Problem details:
Extract the lines running from the one that contains "of the gravel" through the one that contains "<point>660,107</point>", both included, and reproduce them verbatim.

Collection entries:
________________________

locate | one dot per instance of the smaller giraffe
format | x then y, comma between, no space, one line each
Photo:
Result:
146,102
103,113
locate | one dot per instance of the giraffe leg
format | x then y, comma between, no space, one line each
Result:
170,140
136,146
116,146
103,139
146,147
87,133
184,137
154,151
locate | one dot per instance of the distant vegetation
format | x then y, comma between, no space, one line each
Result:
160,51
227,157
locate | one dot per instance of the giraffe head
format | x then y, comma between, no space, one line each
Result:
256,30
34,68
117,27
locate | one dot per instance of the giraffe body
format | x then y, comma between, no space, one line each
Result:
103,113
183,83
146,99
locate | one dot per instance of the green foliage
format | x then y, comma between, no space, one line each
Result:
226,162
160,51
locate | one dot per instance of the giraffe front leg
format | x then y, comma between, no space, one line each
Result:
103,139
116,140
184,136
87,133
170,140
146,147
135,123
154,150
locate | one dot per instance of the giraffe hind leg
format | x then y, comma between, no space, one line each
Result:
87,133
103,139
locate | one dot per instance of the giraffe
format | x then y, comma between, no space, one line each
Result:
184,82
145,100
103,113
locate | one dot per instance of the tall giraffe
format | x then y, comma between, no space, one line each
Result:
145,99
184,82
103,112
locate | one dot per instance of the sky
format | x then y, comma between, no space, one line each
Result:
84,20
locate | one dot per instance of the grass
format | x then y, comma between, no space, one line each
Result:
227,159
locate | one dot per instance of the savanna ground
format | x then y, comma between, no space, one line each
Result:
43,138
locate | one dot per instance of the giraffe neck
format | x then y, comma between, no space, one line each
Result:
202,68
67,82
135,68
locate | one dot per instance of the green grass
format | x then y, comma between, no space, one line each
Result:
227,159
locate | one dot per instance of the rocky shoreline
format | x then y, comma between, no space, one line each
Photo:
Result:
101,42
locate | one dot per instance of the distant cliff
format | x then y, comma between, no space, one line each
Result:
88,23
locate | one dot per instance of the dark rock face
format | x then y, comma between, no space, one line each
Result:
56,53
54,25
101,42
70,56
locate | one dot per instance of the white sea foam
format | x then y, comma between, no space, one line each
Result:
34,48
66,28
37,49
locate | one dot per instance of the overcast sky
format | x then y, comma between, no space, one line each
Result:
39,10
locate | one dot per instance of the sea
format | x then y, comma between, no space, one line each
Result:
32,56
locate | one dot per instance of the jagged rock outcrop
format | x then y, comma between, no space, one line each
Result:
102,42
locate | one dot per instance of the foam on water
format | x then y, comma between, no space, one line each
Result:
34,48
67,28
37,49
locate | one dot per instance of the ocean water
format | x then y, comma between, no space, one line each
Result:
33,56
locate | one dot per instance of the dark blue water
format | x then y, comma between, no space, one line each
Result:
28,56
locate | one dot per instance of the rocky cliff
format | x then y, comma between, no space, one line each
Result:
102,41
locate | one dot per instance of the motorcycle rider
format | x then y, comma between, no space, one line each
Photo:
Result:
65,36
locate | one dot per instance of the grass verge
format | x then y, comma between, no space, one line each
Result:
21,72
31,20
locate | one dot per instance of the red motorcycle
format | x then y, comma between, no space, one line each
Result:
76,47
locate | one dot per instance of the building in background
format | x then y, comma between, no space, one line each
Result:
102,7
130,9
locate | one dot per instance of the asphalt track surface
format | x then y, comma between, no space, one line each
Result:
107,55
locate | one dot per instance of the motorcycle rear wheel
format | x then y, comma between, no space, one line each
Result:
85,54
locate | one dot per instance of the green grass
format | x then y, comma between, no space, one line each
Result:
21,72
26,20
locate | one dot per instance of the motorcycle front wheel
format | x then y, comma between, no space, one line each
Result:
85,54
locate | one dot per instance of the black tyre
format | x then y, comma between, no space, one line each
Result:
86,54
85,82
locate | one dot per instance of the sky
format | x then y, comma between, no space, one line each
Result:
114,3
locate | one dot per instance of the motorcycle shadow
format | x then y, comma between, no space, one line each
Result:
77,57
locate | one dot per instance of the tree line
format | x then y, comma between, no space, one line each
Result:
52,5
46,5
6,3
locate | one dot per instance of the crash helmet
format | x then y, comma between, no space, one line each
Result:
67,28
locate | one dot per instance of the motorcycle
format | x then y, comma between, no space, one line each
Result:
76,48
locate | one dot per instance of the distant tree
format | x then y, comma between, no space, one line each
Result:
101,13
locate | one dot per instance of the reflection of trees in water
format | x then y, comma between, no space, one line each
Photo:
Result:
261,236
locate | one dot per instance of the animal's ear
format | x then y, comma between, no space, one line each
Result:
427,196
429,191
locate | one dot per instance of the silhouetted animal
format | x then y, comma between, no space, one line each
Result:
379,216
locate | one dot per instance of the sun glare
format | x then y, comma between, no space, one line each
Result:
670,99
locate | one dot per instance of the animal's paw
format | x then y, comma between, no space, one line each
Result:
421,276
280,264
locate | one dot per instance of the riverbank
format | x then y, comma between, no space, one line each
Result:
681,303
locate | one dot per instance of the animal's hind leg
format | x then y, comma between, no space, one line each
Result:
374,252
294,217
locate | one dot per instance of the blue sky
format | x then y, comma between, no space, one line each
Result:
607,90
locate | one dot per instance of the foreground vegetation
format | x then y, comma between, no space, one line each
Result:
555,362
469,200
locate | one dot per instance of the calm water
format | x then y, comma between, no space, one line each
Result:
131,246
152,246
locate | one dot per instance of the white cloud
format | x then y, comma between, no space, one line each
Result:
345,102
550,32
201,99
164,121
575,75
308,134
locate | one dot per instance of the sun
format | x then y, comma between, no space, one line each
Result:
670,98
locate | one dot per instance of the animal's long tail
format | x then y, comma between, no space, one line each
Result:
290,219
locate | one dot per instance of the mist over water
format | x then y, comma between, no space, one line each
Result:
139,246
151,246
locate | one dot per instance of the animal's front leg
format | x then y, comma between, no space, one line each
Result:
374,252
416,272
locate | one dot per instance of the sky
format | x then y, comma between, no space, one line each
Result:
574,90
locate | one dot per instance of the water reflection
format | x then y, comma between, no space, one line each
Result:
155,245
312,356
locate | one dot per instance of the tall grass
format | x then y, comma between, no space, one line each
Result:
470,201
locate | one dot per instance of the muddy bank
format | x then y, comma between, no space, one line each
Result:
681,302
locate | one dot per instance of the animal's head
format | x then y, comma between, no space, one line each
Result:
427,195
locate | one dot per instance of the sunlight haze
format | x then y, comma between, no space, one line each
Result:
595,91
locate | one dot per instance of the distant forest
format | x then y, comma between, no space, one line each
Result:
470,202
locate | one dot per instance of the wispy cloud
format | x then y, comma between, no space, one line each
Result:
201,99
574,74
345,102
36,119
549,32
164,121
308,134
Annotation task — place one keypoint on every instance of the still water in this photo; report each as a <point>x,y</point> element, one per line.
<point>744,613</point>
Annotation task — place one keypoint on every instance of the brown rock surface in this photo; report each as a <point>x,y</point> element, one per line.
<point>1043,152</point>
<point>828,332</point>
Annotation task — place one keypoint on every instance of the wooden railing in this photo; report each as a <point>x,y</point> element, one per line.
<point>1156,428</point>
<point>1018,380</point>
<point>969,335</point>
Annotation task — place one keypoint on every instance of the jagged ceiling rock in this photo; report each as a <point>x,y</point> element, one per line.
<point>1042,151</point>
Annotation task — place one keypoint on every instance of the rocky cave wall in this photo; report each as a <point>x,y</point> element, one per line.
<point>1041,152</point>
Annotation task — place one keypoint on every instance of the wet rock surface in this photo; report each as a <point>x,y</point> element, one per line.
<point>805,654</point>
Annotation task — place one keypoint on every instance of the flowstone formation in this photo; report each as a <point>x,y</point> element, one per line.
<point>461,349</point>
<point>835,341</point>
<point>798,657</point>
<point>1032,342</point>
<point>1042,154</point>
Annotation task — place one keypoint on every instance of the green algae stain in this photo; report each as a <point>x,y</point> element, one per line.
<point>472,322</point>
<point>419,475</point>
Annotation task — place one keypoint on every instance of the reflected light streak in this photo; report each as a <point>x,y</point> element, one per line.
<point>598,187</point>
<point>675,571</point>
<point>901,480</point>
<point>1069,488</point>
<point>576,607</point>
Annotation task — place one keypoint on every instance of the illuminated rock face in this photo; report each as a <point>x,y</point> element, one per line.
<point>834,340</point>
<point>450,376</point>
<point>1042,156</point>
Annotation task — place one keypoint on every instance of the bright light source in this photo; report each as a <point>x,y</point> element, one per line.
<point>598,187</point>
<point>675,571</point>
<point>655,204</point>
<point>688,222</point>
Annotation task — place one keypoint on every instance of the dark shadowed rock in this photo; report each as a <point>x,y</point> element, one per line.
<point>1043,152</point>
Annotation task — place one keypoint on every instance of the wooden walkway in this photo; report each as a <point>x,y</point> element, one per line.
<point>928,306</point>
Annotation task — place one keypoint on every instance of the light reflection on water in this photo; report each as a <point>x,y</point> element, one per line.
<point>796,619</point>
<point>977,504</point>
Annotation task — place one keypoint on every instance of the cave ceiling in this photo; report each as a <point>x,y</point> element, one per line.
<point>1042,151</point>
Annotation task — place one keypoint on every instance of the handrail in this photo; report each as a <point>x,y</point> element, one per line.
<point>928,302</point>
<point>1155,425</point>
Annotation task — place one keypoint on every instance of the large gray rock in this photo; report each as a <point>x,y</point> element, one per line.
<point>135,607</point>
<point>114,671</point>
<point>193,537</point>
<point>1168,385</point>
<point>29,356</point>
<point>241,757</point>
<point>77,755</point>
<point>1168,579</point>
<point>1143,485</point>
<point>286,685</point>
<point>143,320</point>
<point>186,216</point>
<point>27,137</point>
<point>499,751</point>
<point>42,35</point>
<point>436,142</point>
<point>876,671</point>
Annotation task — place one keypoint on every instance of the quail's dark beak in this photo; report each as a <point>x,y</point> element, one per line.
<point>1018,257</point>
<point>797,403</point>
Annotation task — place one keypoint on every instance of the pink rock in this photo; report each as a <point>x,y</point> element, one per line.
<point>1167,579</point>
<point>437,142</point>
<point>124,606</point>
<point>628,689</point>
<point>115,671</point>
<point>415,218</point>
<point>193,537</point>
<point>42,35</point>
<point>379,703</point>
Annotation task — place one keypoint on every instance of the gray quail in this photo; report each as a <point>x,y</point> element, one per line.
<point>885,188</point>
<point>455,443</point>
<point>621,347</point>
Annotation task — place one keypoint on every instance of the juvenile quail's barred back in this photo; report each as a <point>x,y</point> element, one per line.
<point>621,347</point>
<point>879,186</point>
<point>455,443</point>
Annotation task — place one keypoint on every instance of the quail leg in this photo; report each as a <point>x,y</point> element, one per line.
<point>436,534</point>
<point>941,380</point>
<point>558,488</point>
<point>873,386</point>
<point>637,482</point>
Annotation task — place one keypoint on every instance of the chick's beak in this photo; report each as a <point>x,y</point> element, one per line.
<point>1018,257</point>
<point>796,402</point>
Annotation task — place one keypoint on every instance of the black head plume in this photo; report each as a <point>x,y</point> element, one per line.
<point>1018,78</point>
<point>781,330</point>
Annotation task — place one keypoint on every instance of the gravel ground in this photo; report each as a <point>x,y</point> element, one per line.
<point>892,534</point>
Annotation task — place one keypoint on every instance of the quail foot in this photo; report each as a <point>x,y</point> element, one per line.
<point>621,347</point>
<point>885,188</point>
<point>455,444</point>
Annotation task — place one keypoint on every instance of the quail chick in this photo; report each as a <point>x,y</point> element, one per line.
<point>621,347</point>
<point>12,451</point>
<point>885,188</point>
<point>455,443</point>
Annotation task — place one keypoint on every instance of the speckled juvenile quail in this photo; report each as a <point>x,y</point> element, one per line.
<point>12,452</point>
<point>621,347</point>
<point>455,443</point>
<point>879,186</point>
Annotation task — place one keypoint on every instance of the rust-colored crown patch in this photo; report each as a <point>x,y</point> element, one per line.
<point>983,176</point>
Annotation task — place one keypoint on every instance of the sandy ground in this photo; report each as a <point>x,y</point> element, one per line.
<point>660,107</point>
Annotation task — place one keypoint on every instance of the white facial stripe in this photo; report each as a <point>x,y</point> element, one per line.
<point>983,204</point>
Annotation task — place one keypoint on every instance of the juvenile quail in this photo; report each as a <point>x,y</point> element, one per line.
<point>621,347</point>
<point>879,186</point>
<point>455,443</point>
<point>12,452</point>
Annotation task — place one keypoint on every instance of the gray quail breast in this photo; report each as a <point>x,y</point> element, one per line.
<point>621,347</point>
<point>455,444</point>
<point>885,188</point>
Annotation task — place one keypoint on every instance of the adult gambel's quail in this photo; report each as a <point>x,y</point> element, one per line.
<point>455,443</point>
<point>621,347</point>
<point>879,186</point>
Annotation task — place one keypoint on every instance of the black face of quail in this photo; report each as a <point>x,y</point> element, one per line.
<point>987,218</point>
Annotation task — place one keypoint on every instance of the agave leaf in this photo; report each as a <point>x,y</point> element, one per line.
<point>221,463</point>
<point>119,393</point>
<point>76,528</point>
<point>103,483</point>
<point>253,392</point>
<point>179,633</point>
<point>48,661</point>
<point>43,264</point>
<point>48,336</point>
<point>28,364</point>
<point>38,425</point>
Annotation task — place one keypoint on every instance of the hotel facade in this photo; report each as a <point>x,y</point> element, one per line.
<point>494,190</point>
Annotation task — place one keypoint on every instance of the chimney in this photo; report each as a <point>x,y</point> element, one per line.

________________________

Task result:
Annotation task — place one keypoint on every instance of the gravel ground in this photo; report each as a <point>x,y</point> element, one per line.
<point>892,534</point>
Annotation task — place one keypoint on every instance of the quail foot in this photo; report each as a <point>x,y</point> element, one per line.
<point>621,347</point>
<point>885,188</point>
<point>455,444</point>
Annotation task — place one keypoint on every instance of the quail chick in this photo; report each as a <point>x,y</point> element, one per line.
<point>621,347</point>
<point>12,451</point>
<point>885,188</point>
<point>455,443</point>
Annotation task — place one keypoint on every instance of the speckled juvenile quail in this photo; report each as a <point>x,y</point> element, one per line.
<point>12,452</point>
<point>621,347</point>
<point>455,443</point>
<point>879,186</point>
Annotation task — place one keypoint on every instance of the rust-colored crown patch in this photo; report each as a <point>x,y</point> element, one per line.
<point>983,176</point>
Annotation task — place one keypoint on every instance of the sandy ground in this photo; report each as a <point>x,y</point> element, one per line.
<point>660,107</point>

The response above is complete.